• **DOCUMENT PASSAGE**:
+ + + +

Photo/Illutration Participants of the World Nuclear Victims Forum offer flowers at the Cenotaph for the Victims of the Atomic Bomb at the Hiroshima Peace Memorial Park in Hiroshima on Oct. 5. (Jun Ueda)

HIROSHIMA—The World Nuclear Victims Forum was held for the first time in 10 years here on Oct. 5 and 6 to call for solidarity and nuclear abolishment, bringing together "global hibakusha" who were subjected to nuclear testing and uranium mining.

The city's historical symbolism set a powerful backdrop amid rising global tensions for the forum organized by the Hiroshima Alliance for Nuclear Weapons Abolition (HANWA) and the Manhattan Project for a Nuclear-Free World, a U.S.-based anti-nuclear group.

Participants included 10 individuals from eight countries and 23 from within Japan. 

Despite battling terminal cancer, HANWA co-director Haruko Moritaki felt compelled to act.

“I couldn’t sit still in the face of the tragedies in Ukraine and Palestine,” she said, explaining her decision to revive the forum.

The 86-year-old Moritaki opened the forum with a stark warning: “The threat of nuclear war is closer than ever before in history.”

Her remarks were made with ongoing conflicts in Europe and the Middle East in mind.

Moritaki’s late father, Ichiro, was the founding chair of Nihon Hidankyo (Japan Confederation of A- and H-Bomb Sufferers Organizations), which won the Nobel Peace Prize last year.

She has worked in anti-nuclear activism and led the previous World Nuclear Victims Forum in 2015 that also took place in Hiroshima.

Her activism is rooted in her father’s words: The use of nuclear energy—whether military or civilian—causes irreversible radiation damage, and nuclear arms and humanity cannot coexist.

When asked by a reporter about the election of Sanae Takaichi as the new president of the ruling Liberal Democratic Party—who has previously suggested revisiting parts of Japan’s three non-nuclear principles—Moritaki's response was firm.

“She strikes me as someone whose thinking runs counter to nuclear abolition. I cannot quit this movement,” Moritaki said.

+ + + +

• **RECORDS SUPPLIED**:
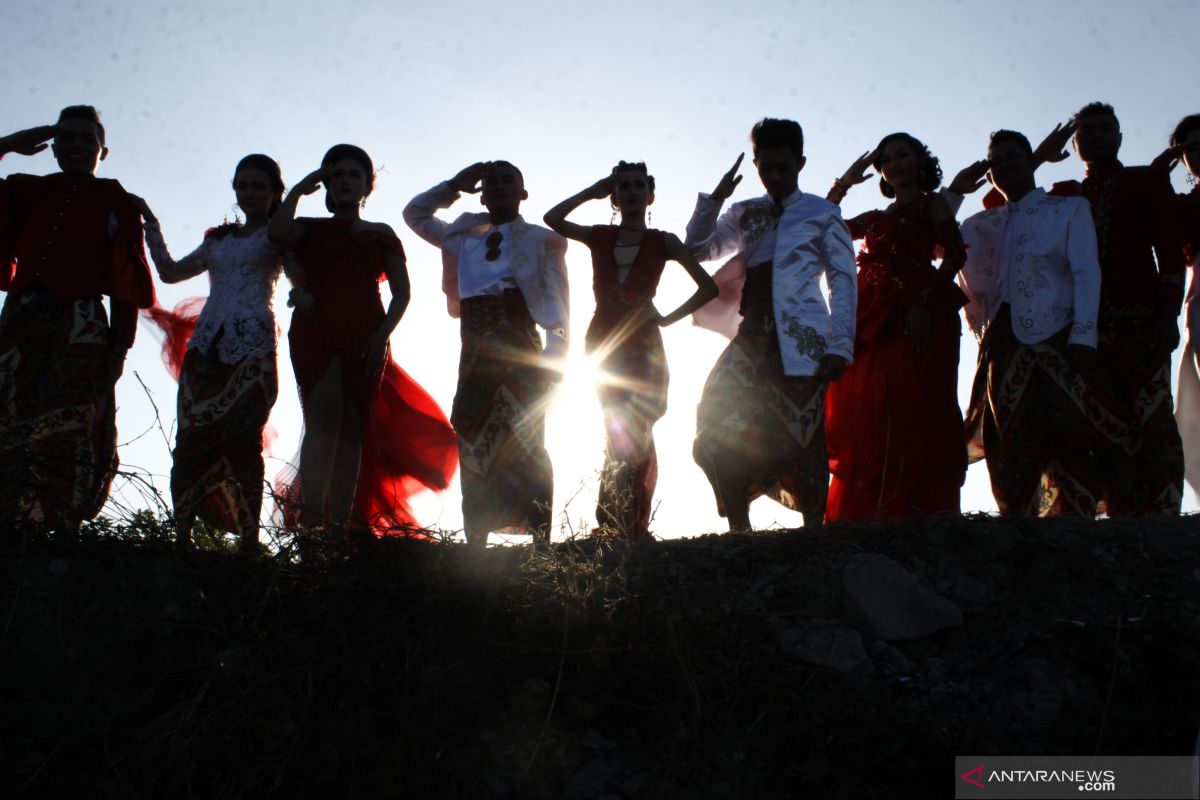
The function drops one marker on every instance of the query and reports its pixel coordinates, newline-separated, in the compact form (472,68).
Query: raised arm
(712,234)
(706,288)
(283,230)
(841,276)
(853,175)
(1085,270)
(421,210)
(29,142)
(556,218)
(396,269)
(169,270)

+ + + +

• **PROBLEMS AND TASKS**:
1. In the Hiroshima forum article, what reason does Haruko Moritaki give for reviving the World Nuclear Victims Forum? Answer in one to three sentences.
2. Please copy the Hiroshima forum article word for word, starting at "HIROSHIMA—The World Nuclear" and ending at "from within Japan.".

• **RESULTS FOR EACH TASK**:
1. Moritaki said she "couldn't sit still in the face of the tragedies in Ukraine and Palestine." That was her explanation for deciding to revive the forum, even while battling terminal cancer.

2.
HIROSHIMA—The World Nuclear Victims Forum was held for the first time in 10 years here on Oct. 5 and 6 to call for solidarity and nuclear abolishment, bringing together "global hibakusha" who were subjected to nuclear testing and uranium mining.

The city's historical symbolism set a powerful backdrop amid rising global tensions for the forum organized by the Hiroshima Alliance for Nuclear Weapons Abolition (HANWA) and the Manhattan Project for a Nuclear-Free World, a U.S.-based anti-nuclear group.

Participants included 10 individuals from eight countries and 23 from within Japan.